Return only this: the line with "[ ] locate the boy's hand gesture" and all the lines that follow it below, through the final one, exactly as they are.

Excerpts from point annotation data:
◆ ◆ ◆

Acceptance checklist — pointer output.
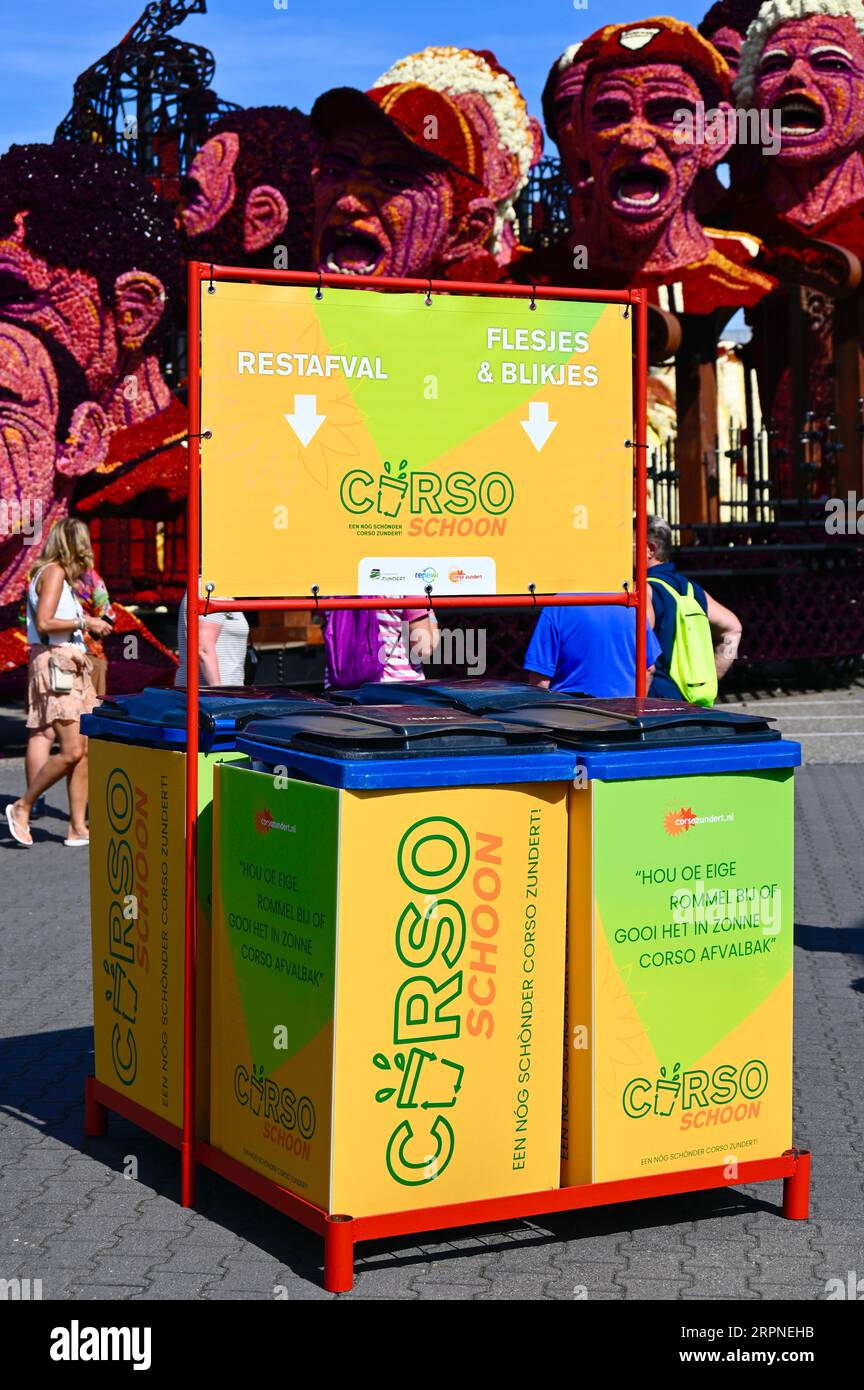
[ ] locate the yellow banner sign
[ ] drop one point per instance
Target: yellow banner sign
(370, 444)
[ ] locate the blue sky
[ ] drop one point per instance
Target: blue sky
(286, 56)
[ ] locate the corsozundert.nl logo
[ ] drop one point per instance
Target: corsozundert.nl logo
(77, 1343)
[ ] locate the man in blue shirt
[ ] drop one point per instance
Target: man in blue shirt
(725, 627)
(588, 649)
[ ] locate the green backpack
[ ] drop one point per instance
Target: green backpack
(692, 660)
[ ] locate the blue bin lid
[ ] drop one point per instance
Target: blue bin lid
(484, 697)
(159, 716)
(393, 745)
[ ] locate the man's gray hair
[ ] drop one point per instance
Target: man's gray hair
(660, 533)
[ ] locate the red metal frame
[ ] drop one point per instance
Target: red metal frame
(342, 1232)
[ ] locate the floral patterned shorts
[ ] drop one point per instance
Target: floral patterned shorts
(43, 706)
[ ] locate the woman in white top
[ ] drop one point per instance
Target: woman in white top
(222, 642)
(59, 674)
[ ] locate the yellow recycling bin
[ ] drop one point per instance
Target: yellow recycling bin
(389, 958)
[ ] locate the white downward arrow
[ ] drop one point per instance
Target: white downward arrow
(538, 427)
(306, 421)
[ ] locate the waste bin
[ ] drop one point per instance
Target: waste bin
(138, 884)
(679, 937)
(479, 697)
(388, 990)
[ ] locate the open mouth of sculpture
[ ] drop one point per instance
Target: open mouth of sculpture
(352, 252)
(639, 189)
(800, 116)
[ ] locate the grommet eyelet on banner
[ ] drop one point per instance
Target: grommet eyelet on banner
(207, 434)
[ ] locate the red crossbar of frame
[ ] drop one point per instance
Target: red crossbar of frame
(200, 273)
(341, 1233)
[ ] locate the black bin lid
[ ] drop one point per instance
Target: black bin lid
(220, 706)
(604, 724)
(477, 697)
(396, 731)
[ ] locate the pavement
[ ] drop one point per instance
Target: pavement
(100, 1218)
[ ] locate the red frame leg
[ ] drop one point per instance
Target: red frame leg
(95, 1114)
(796, 1189)
(339, 1254)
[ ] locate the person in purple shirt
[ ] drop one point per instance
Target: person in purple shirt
(591, 651)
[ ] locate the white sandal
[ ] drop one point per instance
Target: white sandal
(15, 830)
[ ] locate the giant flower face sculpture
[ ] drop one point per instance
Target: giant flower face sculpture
(389, 196)
(68, 305)
(377, 210)
(635, 146)
(563, 104)
(249, 188)
(510, 139)
(86, 253)
(213, 184)
(811, 71)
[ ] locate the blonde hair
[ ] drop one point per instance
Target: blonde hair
(68, 545)
(770, 18)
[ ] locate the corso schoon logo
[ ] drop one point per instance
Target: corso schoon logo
(431, 934)
(295, 1116)
(714, 1097)
(425, 492)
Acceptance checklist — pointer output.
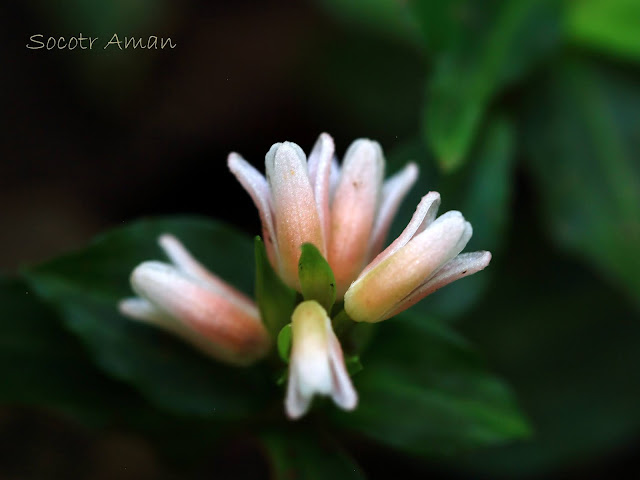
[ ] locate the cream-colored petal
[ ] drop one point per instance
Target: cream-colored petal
(316, 364)
(235, 335)
(353, 211)
(394, 190)
(459, 267)
(296, 215)
(377, 293)
(186, 263)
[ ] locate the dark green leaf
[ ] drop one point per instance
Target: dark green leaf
(316, 277)
(482, 191)
(284, 343)
(582, 144)
(43, 365)
(497, 42)
(611, 26)
(297, 454)
(275, 299)
(387, 17)
(569, 346)
(426, 392)
(84, 287)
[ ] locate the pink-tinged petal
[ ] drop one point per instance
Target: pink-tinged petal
(319, 176)
(353, 211)
(343, 393)
(316, 365)
(374, 295)
(296, 215)
(393, 192)
(185, 262)
(461, 266)
(424, 215)
(234, 333)
(142, 310)
(258, 189)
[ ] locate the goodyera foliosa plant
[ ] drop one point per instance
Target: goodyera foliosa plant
(345, 213)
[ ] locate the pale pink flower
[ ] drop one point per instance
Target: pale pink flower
(344, 211)
(186, 299)
(316, 364)
(424, 258)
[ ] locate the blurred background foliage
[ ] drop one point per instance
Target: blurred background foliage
(523, 114)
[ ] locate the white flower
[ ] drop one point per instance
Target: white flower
(191, 302)
(316, 365)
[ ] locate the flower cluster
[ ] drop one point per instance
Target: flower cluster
(345, 212)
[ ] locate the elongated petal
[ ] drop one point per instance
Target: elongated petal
(235, 334)
(423, 217)
(294, 206)
(379, 292)
(393, 192)
(320, 175)
(461, 266)
(353, 211)
(141, 309)
(258, 189)
(185, 262)
(316, 365)
(144, 311)
(343, 393)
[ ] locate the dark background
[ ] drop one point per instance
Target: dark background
(94, 139)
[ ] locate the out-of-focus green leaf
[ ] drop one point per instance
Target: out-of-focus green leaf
(425, 391)
(42, 365)
(497, 42)
(568, 344)
(389, 18)
(85, 286)
(611, 26)
(307, 455)
(316, 277)
(275, 299)
(582, 140)
(482, 191)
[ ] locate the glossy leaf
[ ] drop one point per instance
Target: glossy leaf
(307, 455)
(495, 44)
(426, 392)
(582, 149)
(84, 288)
(386, 17)
(42, 365)
(275, 299)
(567, 343)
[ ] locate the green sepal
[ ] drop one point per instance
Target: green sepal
(284, 343)
(316, 277)
(353, 364)
(276, 300)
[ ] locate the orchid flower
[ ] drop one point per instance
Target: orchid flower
(316, 365)
(191, 302)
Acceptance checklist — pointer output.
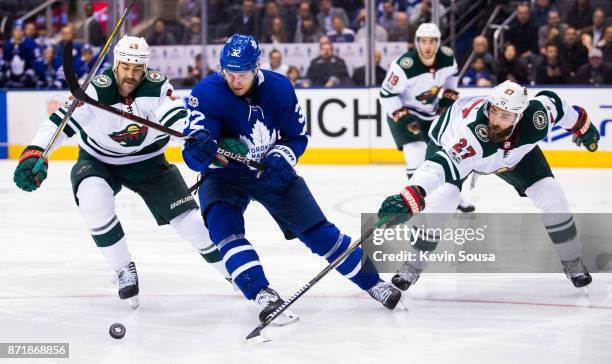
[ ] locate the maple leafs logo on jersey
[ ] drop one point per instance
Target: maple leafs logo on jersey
(261, 138)
(429, 96)
(131, 136)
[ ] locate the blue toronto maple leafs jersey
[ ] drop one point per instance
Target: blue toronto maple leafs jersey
(270, 118)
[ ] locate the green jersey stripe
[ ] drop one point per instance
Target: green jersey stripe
(57, 120)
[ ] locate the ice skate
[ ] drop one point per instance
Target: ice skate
(127, 282)
(385, 293)
(465, 206)
(577, 272)
(406, 276)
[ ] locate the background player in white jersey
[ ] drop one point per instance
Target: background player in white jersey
(499, 134)
(410, 95)
(115, 152)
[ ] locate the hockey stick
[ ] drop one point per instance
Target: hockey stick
(255, 335)
(79, 94)
(75, 102)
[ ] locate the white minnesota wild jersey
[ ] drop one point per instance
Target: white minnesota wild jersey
(461, 132)
(409, 83)
(111, 138)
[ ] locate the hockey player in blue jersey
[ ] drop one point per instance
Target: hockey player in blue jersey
(260, 109)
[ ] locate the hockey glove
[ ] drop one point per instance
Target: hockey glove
(584, 132)
(199, 152)
(24, 176)
(278, 172)
(231, 145)
(411, 200)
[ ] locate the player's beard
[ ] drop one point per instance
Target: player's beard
(497, 134)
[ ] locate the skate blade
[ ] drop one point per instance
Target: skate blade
(257, 339)
(134, 302)
(286, 318)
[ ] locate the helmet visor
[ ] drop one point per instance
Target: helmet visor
(241, 77)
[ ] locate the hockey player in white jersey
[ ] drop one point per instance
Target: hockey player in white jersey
(115, 152)
(410, 95)
(498, 134)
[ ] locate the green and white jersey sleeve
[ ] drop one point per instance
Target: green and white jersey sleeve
(409, 83)
(114, 139)
(461, 132)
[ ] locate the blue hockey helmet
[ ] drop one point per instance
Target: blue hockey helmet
(240, 53)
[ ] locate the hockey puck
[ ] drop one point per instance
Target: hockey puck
(117, 331)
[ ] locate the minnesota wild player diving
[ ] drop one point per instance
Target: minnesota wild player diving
(115, 152)
(410, 95)
(260, 108)
(498, 134)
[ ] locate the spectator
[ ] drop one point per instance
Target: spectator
(573, 53)
(324, 40)
(522, 33)
(539, 13)
(196, 72)
(245, 23)
(20, 55)
(606, 44)
(287, 12)
(327, 13)
(403, 32)
(511, 66)
(187, 9)
(387, 19)
(340, 33)
(480, 45)
(159, 35)
(30, 31)
(93, 31)
(278, 34)
(276, 63)
(580, 14)
(380, 33)
(552, 31)
(421, 13)
(327, 69)
(193, 35)
(304, 11)
(46, 73)
(294, 76)
(550, 71)
(477, 75)
(596, 72)
(272, 12)
(309, 31)
(380, 73)
(597, 28)
(87, 61)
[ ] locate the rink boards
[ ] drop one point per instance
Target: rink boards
(347, 126)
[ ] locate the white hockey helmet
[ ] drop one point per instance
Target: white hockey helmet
(131, 50)
(508, 96)
(427, 30)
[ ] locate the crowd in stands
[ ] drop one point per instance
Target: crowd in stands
(544, 46)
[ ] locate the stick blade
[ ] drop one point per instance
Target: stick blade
(256, 337)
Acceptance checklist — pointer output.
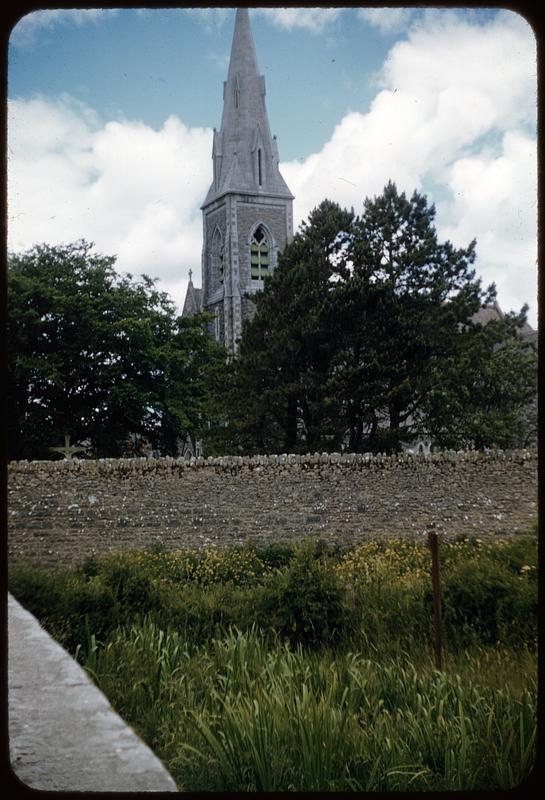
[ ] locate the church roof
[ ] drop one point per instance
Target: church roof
(245, 154)
(193, 300)
(493, 313)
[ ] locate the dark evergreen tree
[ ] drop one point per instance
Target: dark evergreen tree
(364, 338)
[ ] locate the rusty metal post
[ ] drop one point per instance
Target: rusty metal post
(436, 580)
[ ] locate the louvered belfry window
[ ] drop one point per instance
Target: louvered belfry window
(259, 254)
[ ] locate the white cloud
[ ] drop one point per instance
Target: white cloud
(387, 20)
(496, 196)
(312, 19)
(26, 30)
(454, 117)
(133, 190)
(450, 92)
(212, 18)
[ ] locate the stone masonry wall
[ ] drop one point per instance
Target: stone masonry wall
(59, 512)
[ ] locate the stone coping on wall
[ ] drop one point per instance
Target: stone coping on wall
(120, 466)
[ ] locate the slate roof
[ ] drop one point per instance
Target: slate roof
(193, 300)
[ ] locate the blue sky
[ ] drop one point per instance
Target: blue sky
(110, 118)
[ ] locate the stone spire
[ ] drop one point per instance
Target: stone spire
(245, 155)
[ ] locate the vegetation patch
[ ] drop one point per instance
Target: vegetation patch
(307, 668)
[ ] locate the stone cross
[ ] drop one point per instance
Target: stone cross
(68, 450)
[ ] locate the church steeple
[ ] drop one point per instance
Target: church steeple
(245, 155)
(247, 214)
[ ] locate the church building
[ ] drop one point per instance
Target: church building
(247, 213)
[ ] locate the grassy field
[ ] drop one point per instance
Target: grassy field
(310, 668)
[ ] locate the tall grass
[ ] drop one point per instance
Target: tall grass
(310, 668)
(238, 715)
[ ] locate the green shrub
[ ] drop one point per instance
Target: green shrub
(490, 602)
(305, 604)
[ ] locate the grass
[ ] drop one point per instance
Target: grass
(308, 668)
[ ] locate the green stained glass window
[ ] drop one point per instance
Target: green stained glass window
(259, 254)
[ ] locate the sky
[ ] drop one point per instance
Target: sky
(111, 112)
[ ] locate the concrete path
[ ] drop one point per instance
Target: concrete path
(63, 733)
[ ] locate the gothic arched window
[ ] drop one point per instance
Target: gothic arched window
(218, 255)
(259, 254)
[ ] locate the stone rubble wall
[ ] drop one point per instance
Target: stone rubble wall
(60, 512)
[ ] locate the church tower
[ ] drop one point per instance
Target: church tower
(247, 213)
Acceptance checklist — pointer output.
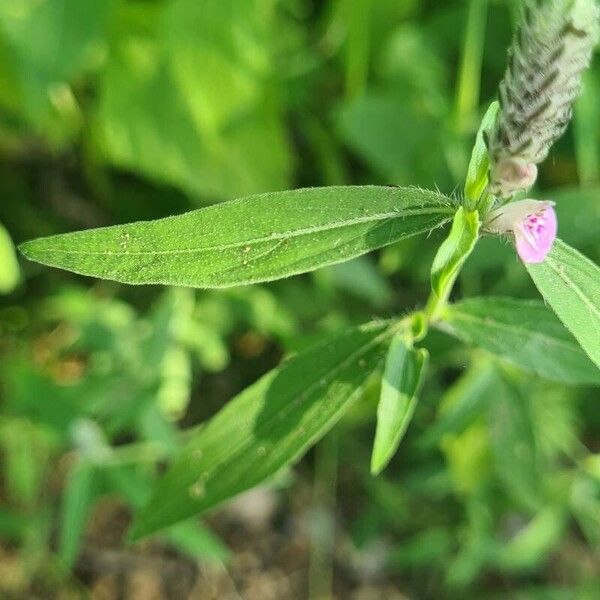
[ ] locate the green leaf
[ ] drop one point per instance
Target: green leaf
(477, 174)
(266, 427)
(523, 332)
(254, 239)
(402, 378)
(453, 253)
(570, 283)
(77, 500)
(9, 267)
(190, 97)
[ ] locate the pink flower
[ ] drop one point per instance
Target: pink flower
(533, 224)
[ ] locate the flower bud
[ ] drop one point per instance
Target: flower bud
(551, 49)
(532, 222)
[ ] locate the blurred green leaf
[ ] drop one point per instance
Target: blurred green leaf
(402, 377)
(254, 239)
(533, 543)
(192, 102)
(268, 426)
(78, 496)
(515, 450)
(462, 403)
(570, 283)
(9, 267)
(524, 333)
(48, 44)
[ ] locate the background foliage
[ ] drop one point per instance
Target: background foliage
(120, 110)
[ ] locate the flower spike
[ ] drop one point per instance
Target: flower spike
(551, 49)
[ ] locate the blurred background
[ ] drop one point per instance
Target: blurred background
(119, 110)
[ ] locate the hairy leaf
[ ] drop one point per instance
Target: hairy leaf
(268, 426)
(570, 283)
(254, 239)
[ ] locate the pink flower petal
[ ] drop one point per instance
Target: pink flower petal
(535, 235)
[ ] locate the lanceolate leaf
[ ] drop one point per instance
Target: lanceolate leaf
(402, 378)
(9, 268)
(570, 283)
(523, 332)
(253, 239)
(268, 426)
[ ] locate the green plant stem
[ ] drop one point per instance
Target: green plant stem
(358, 19)
(320, 576)
(469, 77)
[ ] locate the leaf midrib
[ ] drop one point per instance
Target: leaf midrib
(456, 315)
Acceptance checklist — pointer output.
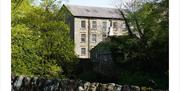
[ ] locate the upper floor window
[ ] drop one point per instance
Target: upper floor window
(83, 24)
(93, 37)
(104, 26)
(83, 51)
(115, 26)
(94, 25)
(83, 38)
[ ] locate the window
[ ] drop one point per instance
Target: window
(115, 25)
(83, 38)
(94, 25)
(83, 24)
(93, 37)
(103, 36)
(104, 26)
(83, 51)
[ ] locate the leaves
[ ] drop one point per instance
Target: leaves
(41, 45)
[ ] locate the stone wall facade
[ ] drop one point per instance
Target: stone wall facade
(89, 31)
(24, 83)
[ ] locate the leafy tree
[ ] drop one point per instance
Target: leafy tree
(40, 43)
(145, 51)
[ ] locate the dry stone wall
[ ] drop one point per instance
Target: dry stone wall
(24, 83)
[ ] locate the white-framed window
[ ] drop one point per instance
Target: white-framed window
(83, 38)
(124, 27)
(104, 26)
(103, 36)
(83, 51)
(94, 37)
(83, 24)
(94, 25)
(115, 26)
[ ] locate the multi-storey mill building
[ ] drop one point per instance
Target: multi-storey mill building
(91, 25)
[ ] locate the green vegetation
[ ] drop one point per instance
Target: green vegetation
(138, 60)
(41, 44)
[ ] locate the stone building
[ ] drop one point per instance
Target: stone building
(91, 25)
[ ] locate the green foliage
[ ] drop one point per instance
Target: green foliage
(139, 59)
(41, 44)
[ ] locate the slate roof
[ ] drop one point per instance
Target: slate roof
(97, 12)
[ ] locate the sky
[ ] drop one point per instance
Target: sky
(99, 3)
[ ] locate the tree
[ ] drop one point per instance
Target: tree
(145, 51)
(41, 44)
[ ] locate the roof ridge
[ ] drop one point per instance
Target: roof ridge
(89, 6)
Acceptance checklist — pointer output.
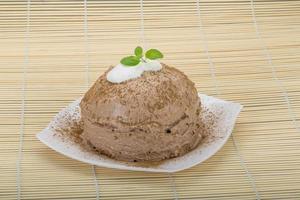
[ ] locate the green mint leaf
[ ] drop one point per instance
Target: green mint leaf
(138, 52)
(130, 61)
(153, 54)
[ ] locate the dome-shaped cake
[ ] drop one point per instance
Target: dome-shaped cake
(150, 118)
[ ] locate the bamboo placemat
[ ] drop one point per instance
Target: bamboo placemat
(237, 50)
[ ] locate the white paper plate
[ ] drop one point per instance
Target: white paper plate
(226, 111)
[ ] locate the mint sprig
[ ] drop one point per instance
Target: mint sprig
(151, 54)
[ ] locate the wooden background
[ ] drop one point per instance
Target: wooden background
(238, 50)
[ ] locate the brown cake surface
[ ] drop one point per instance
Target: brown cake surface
(150, 118)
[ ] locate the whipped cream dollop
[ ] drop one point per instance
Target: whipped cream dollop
(121, 73)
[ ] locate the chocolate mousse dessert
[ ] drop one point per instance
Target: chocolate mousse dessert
(142, 110)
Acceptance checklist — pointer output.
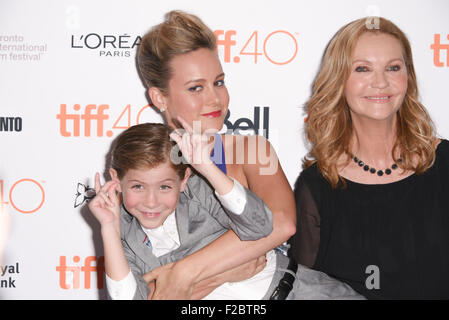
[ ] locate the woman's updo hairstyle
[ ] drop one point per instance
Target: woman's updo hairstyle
(180, 33)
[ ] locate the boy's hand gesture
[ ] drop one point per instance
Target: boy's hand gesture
(106, 204)
(196, 147)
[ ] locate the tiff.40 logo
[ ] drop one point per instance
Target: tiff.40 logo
(70, 276)
(279, 47)
(437, 48)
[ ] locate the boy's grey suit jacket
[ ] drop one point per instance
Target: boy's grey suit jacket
(200, 220)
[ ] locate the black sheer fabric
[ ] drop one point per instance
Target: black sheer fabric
(401, 228)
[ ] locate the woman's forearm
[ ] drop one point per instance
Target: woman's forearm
(229, 251)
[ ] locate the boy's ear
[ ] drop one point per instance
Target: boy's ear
(157, 98)
(186, 178)
(114, 177)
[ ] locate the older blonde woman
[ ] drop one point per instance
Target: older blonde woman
(372, 200)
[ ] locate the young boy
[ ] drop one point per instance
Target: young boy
(166, 213)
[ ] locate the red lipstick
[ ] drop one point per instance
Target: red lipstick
(214, 114)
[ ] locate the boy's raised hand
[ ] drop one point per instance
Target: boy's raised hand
(196, 147)
(106, 204)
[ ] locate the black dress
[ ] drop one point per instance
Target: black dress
(387, 241)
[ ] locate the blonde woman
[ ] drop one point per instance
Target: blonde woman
(372, 200)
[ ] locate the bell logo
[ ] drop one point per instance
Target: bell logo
(437, 47)
(70, 276)
(87, 118)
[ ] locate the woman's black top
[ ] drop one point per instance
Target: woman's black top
(387, 241)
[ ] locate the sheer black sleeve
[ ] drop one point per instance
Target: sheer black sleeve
(306, 241)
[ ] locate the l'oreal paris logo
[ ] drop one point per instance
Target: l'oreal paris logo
(108, 45)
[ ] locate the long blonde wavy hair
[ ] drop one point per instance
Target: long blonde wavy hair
(328, 127)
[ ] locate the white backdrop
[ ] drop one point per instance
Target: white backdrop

◆ ◆ ◆

### Solution to the exercise
[ ] locate the boy's hand gesture
[ ] drop one point per instance
Target: boy's hand gesture
(106, 204)
(196, 147)
[ ] locate the tiff.40 logo
[ ] drop one point per instance
Target: tiff.40 logo
(70, 276)
(279, 47)
(437, 48)
[ ] locate the boy's grey suit jacket
[ ] drop one point per instance
Target: boy's grey suit jacket
(200, 220)
[ ] locate the black sheer fabric
[ ] drop one point per instance
Target: black sheer fabric
(401, 228)
[ ] locate the woman's forearm
[ ] drop one point per instance
Target: woman's forearm
(229, 251)
[ ] locate the boy's ear
[ ] drop one point per instance
Target: boy's ear
(157, 98)
(186, 178)
(114, 177)
[ ] locate the older blonde woman
[ ] drop one point per instance
Target: older blonde woman
(372, 200)
[ ] locate the young boy
[ ] drop one point per instance
Target: young boy
(166, 213)
[ ] locate the red lipstick
[ ] drop one point per instance
Target: red lipstick
(214, 114)
[ ] locate the boy's raised hand
[ ] drop one point per instance
Target: boy's raised hand
(196, 147)
(106, 204)
[ ] locate the black dress
[ ] drop one point per instance
Target: black dress
(387, 241)
[ ] locate the blonde woman
[ ] drop one point per instance
Target: blonde woman
(372, 200)
[ ] locate the bell logo
[ ] drop one point per instance
Target: bell logo
(437, 47)
(70, 276)
(87, 118)
[ ] locate the woman's black top
[ ] drop one point per instance
Target: woman's black top
(387, 241)
[ ] locate the sheer black sleeve
[ ] drop one point per instance
Target: sheer black sleeve
(306, 241)
[ ] locate the l'oreal paris logo
[ ] drop one point per instance
Target: l'oreal paris logo
(108, 45)
[ ] locate the long blonde wavy hair
[ ] drop one point per instance
Target: long blonde wavy hair
(328, 127)
[ ] locate the white backdrop
[ ] drop one point per instance
Target: white backdrop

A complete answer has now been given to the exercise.